### LISTED ENTRIES
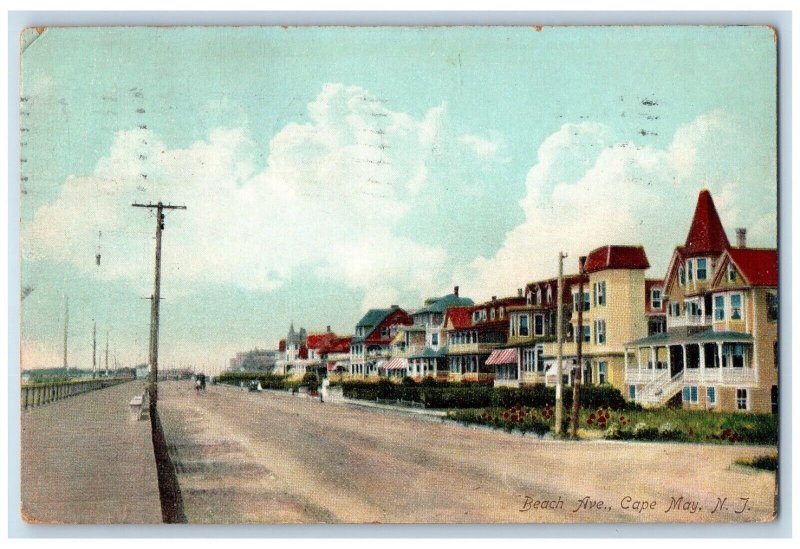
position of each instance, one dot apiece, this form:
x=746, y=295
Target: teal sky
x=326, y=170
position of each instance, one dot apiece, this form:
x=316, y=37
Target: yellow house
x=720, y=348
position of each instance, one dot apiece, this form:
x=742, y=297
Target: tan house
x=720, y=348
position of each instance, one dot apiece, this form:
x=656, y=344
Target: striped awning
x=502, y=356
x=395, y=364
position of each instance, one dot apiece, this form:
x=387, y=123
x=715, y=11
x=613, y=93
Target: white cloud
x=589, y=189
x=329, y=198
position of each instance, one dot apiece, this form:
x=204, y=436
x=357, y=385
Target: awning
x=502, y=356
x=395, y=364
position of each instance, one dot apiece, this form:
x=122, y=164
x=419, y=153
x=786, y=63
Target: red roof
x=459, y=317
x=315, y=341
x=649, y=283
x=706, y=235
x=336, y=345
x=616, y=257
x=758, y=266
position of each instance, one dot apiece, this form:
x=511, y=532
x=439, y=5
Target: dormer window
x=655, y=299
x=702, y=268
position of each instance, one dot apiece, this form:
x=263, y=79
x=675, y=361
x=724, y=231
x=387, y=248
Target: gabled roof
x=706, y=234
x=316, y=341
x=758, y=266
x=439, y=304
x=616, y=257
x=459, y=317
x=337, y=345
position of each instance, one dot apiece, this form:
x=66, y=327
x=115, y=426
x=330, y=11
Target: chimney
x=741, y=237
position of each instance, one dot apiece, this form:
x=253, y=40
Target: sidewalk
x=84, y=461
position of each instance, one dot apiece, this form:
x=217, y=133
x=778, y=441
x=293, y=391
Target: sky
x=326, y=171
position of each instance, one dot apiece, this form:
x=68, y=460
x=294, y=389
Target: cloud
x=329, y=197
x=589, y=188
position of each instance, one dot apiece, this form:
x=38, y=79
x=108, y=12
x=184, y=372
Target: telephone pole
x=576, y=385
x=66, y=327
x=560, y=339
x=156, y=299
x=94, y=349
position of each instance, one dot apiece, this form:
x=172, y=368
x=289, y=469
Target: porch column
x=685, y=357
x=702, y=348
x=669, y=361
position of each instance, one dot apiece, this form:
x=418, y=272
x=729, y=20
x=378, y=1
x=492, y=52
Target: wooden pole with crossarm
x=156, y=299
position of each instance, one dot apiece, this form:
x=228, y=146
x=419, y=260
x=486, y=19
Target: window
x=719, y=307
x=702, y=268
x=711, y=396
x=655, y=298
x=538, y=324
x=600, y=331
x=742, y=400
x=600, y=293
x=736, y=307
x=523, y=326
x=772, y=306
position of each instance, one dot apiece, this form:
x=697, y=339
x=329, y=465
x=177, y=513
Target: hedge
x=442, y=394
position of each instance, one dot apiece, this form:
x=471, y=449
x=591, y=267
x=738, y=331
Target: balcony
x=467, y=348
x=688, y=321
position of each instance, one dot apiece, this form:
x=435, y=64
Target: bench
x=136, y=406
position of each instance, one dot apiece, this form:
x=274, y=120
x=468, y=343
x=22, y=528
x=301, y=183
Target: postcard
x=399, y=275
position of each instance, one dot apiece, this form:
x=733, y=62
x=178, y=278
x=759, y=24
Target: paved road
x=85, y=462
x=251, y=457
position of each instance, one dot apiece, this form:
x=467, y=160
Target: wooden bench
x=136, y=406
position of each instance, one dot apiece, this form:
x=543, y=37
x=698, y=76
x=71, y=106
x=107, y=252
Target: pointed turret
x=706, y=235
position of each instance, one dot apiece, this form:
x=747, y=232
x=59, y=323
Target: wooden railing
x=38, y=394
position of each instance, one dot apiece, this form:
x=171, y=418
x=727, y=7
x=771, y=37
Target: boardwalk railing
x=37, y=394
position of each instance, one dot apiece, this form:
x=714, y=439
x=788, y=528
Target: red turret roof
x=616, y=257
x=706, y=235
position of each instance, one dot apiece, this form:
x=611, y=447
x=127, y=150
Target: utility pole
x=156, y=299
x=576, y=385
x=94, y=349
x=560, y=339
x=66, y=327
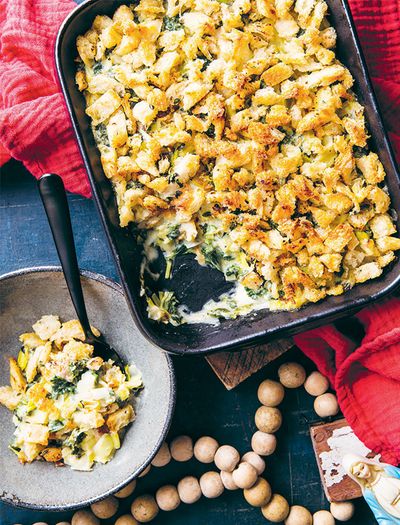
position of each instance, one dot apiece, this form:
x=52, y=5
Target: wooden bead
x=268, y=419
x=211, y=485
x=144, y=508
x=205, y=449
x=323, y=517
x=270, y=393
x=163, y=456
x=316, y=384
x=276, y=510
x=145, y=472
x=84, y=517
x=298, y=516
x=227, y=480
x=189, y=490
x=259, y=494
x=291, y=375
x=226, y=458
x=326, y=405
x=167, y=498
x=126, y=519
x=182, y=448
x=342, y=511
x=263, y=444
x=127, y=490
x=245, y=475
x=105, y=508
x=255, y=460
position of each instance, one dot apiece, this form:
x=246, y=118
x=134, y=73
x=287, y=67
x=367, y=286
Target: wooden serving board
x=331, y=442
x=234, y=367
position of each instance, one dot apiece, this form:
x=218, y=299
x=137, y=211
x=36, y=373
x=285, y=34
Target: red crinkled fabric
x=34, y=124
x=366, y=377
x=35, y=129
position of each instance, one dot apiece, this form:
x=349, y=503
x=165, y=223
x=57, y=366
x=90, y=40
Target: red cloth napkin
x=35, y=128
x=34, y=124
x=366, y=378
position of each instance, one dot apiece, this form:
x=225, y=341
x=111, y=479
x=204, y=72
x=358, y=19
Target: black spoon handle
x=54, y=198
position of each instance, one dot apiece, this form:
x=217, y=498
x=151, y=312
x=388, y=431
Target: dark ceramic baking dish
x=192, y=283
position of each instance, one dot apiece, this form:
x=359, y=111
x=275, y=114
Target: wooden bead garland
x=244, y=473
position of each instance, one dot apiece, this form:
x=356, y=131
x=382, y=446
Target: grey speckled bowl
x=28, y=294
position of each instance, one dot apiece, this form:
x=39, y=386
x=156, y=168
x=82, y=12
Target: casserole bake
x=192, y=289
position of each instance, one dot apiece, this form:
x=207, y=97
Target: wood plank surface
x=234, y=367
x=331, y=442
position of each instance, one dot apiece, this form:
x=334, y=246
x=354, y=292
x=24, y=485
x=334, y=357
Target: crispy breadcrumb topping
x=69, y=407
x=229, y=130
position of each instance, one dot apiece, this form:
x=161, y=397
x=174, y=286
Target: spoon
x=54, y=198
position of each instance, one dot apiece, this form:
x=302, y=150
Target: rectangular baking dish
x=192, y=283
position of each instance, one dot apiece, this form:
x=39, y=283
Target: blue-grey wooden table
x=203, y=404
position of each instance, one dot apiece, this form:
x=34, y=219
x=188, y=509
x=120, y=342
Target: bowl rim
x=16, y=502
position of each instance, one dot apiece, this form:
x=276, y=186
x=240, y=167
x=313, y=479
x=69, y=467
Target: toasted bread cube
x=277, y=74
x=17, y=380
x=111, y=35
x=323, y=77
x=382, y=225
x=339, y=237
x=104, y=107
x=34, y=433
x=388, y=244
x=86, y=50
x=116, y=129
x=47, y=326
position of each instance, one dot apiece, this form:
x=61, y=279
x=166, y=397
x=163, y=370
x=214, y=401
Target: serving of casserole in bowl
x=238, y=161
x=75, y=434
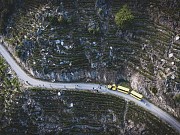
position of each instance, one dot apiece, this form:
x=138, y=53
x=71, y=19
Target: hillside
x=70, y=41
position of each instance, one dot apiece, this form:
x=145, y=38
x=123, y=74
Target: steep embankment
x=79, y=41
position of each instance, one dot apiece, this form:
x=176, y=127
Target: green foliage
x=177, y=98
x=123, y=17
x=154, y=90
x=6, y=9
x=9, y=86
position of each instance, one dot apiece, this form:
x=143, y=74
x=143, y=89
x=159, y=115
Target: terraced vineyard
x=73, y=112
x=78, y=41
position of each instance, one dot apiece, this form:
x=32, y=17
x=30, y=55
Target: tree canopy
x=123, y=17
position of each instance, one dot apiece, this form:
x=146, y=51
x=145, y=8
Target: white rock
x=177, y=38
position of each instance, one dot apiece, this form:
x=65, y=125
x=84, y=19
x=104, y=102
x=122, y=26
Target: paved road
x=86, y=86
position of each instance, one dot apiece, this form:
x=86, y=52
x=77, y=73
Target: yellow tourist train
x=125, y=90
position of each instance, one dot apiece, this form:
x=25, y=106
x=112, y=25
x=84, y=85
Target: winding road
x=86, y=86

### WORK INSTRUCTIONS
Find every line in the records above that contains the string "dish", treating uppercase and lowercase as different, and copy each of those lines in full.

### RESULT
Target: dark ceramic baking dish
Target: rectangular baking dish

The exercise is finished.